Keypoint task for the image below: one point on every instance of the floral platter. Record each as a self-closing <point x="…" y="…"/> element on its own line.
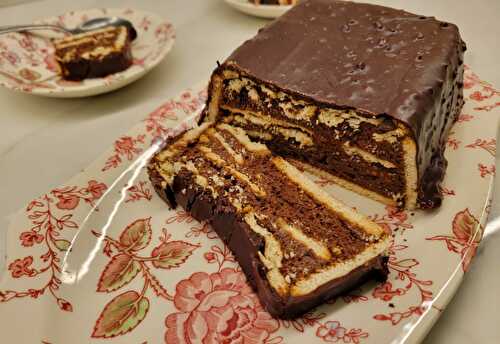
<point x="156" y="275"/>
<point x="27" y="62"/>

——

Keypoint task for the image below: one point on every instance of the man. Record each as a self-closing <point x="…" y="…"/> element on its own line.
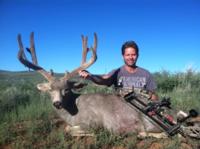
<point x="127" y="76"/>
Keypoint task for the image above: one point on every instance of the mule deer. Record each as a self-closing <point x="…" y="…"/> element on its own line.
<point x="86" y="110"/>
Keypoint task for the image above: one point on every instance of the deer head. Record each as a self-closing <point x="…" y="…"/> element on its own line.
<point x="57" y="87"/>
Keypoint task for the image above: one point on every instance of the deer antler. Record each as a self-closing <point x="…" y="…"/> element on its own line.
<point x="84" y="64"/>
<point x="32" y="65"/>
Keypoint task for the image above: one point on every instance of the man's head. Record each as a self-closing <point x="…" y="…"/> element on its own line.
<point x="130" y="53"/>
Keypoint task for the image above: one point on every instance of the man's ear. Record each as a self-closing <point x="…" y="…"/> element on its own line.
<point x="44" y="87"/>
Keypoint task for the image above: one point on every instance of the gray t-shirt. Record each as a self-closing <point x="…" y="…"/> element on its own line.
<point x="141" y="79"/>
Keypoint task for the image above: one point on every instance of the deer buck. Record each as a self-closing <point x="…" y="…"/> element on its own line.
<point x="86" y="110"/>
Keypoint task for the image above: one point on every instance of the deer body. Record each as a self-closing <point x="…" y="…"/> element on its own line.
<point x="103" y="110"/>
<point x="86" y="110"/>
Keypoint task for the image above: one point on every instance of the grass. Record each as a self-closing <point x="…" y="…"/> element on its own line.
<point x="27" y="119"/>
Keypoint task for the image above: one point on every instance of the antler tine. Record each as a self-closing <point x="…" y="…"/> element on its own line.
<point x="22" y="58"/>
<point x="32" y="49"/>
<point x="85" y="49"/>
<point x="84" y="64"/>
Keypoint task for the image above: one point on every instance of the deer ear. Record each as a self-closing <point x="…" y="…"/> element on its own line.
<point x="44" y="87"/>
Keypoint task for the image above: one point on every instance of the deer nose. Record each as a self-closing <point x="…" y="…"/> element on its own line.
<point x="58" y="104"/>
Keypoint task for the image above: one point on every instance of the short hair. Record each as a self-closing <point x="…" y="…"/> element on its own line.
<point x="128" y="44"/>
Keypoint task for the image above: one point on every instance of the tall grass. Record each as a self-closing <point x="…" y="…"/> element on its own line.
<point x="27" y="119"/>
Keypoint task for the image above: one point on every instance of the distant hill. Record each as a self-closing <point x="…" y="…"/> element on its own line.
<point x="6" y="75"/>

——

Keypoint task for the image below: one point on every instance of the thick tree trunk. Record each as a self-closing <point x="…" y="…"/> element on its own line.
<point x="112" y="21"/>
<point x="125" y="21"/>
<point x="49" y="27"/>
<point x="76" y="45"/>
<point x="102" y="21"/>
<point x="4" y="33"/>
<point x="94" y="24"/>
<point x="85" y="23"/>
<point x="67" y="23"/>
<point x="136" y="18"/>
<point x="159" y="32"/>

——

→ Short problem: How many lines in the listing above contain the string "below"? Treat uppercase and lowercase as different, and reply with the number alone.

→ Reply: 3